*** Opening Records shown ***

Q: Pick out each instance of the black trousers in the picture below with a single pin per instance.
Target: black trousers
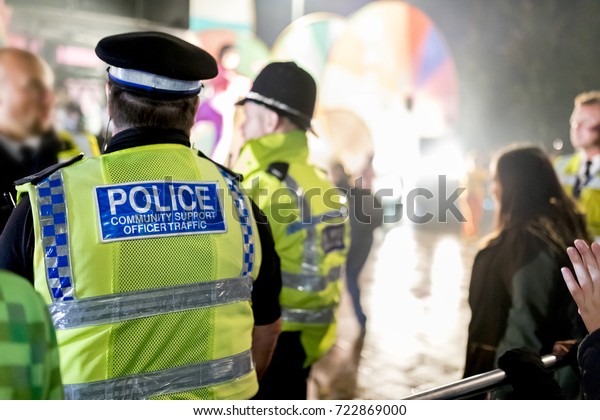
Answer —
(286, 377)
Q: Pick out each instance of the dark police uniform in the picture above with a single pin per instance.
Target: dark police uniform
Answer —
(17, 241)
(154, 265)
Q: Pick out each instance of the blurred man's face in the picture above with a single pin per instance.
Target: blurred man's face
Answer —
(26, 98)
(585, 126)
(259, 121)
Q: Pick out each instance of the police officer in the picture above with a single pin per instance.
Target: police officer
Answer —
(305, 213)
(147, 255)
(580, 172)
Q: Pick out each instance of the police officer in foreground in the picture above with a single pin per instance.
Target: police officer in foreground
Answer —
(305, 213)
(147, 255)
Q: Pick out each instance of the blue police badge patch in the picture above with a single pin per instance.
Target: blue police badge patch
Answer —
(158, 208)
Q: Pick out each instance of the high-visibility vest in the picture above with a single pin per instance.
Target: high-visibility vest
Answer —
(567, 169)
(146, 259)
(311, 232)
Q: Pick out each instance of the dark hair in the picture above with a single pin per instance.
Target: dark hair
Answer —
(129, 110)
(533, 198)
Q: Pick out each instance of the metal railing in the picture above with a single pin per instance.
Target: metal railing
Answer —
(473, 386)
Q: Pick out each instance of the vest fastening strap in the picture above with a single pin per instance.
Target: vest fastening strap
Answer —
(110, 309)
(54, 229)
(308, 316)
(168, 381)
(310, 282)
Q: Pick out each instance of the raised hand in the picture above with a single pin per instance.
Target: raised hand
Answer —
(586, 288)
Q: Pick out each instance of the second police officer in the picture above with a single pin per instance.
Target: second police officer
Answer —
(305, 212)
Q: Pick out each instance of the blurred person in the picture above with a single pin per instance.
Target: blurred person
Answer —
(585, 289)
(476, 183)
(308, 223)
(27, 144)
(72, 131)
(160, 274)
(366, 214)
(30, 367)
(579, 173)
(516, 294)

*** Closing Records shown ***
*** Opening Records shown ***

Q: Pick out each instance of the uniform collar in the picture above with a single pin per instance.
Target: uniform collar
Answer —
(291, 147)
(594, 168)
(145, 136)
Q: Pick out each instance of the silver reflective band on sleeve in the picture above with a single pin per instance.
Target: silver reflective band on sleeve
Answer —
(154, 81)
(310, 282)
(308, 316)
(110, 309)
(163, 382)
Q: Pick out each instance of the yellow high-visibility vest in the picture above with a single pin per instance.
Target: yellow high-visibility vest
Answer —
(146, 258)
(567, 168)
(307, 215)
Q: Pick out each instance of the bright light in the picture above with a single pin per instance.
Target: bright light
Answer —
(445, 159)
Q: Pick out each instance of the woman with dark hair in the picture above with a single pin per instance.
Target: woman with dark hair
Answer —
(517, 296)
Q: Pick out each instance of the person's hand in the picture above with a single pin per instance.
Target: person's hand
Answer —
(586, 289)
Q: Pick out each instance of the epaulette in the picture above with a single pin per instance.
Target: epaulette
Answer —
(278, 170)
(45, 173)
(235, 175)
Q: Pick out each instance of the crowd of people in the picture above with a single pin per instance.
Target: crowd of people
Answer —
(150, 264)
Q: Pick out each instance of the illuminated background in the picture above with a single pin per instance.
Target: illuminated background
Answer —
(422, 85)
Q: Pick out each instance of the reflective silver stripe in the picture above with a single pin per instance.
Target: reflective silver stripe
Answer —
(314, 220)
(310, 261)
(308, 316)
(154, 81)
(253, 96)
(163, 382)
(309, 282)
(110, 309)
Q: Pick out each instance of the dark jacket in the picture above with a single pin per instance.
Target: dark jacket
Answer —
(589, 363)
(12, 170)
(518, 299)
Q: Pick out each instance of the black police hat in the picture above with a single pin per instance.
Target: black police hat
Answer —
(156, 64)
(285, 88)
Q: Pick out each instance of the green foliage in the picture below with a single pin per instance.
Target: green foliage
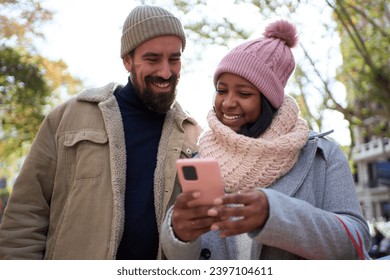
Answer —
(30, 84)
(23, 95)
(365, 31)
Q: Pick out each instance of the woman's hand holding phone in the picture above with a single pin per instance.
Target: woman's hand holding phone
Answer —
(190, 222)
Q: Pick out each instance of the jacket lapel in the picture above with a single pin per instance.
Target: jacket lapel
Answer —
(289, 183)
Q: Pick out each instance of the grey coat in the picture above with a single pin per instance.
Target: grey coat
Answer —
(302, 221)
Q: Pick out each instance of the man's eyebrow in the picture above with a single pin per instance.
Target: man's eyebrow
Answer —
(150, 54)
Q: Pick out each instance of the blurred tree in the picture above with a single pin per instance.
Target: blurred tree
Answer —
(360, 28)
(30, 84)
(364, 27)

*** Closing Records shown ***

**Assigned task**
All lines of the records above that carry the word "high" should be listed.

**Task solution**
Q: Pick out each instance of the high-visibility vest in the picture above with a single pin per instance.
Target: high-visibility vest
Q: Pick out each instance of the yellow high-visibility vest in the picture above with a single pin per instance.
Target: yellow high-visibility vest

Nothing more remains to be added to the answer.